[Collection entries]
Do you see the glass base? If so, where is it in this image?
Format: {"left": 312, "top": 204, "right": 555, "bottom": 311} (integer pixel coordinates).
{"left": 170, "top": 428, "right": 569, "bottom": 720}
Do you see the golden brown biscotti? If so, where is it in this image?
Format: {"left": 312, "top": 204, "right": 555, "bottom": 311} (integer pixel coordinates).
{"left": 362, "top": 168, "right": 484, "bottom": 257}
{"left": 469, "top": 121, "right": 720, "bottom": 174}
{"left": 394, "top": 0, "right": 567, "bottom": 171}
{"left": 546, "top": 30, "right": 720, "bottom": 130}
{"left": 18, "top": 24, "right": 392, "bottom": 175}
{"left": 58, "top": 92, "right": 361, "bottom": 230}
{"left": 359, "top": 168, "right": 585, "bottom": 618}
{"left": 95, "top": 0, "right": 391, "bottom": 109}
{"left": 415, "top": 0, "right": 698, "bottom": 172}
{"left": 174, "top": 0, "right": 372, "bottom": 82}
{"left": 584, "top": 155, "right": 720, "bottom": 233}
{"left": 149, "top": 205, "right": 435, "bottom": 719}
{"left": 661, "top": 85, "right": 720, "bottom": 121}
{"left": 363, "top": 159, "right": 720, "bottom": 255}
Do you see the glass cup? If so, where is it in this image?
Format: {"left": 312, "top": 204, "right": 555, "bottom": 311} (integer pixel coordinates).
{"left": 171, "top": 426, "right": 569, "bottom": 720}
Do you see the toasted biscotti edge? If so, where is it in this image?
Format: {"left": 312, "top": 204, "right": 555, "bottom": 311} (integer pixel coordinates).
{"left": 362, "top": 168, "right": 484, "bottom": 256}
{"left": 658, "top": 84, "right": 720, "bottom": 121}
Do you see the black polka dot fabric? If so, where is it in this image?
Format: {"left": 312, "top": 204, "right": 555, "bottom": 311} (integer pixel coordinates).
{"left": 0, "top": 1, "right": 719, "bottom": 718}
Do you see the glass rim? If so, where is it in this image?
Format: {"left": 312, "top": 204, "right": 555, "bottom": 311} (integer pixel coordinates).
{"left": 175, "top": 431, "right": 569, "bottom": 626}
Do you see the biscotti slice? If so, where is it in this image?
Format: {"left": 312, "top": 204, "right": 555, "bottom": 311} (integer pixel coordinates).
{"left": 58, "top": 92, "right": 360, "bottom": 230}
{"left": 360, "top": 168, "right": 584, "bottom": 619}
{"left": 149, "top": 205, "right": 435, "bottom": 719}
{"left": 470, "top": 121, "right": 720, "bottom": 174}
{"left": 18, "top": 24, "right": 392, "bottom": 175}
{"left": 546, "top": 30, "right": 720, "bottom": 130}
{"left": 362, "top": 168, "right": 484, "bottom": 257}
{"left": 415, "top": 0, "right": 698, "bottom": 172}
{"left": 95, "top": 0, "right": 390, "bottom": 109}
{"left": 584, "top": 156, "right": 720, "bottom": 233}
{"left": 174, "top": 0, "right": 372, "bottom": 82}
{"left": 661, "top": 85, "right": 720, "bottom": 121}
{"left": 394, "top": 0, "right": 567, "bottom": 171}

◆ WHAT IS BEING ASKED ◆
I need exact copies of the lines from the one holding "Do you see the glass rim?" through the end of the records above, and nothing beyond them.

◆ EXERCISE RESPONSE ◆
Do you see the glass rim? If so, where is it in this image?
Format: {"left": 312, "top": 204, "right": 555, "bottom": 311} (integer pixel coordinates).
{"left": 175, "top": 431, "right": 569, "bottom": 626}
Do you see the biscotti slice? If so, where is it in this image?
Format: {"left": 312, "top": 204, "right": 555, "bottom": 311} (integer pixel coordinates).
{"left": 58, "top": 92, "right": 360, "bottom": 230}
{"left": 360, "top": 168, "right": 584, "bottom": 619}
{"left": 149, "top": 205, "right": 435, "bottom": 719}
{"left": 470, "top": 121, "right": 720, "bottom": 174}
{"left": 18, "top": 24, "right": 392, "bottom": 175}
{"left": 546, "top": 30, "right": 720, "bottom": 130}
{"left": 362, "top": 168, "right": 484, "bottom": 257}
{"left": 415, "top": 0, "right": 698, "bottom": 172}
{"left": 95, "top": 0, "right": 390, "bottom": 109}
{"left": 584, "top": 156, "right": 720, "bottom": 233}
{"left": 174, "top": 0, "right": 372, "bottom": 82}
{"left": 661, "top": 85, "right": 720, "bottom": 121}
{"left": 394, "top": 0, "right": 567, "bottom": 171}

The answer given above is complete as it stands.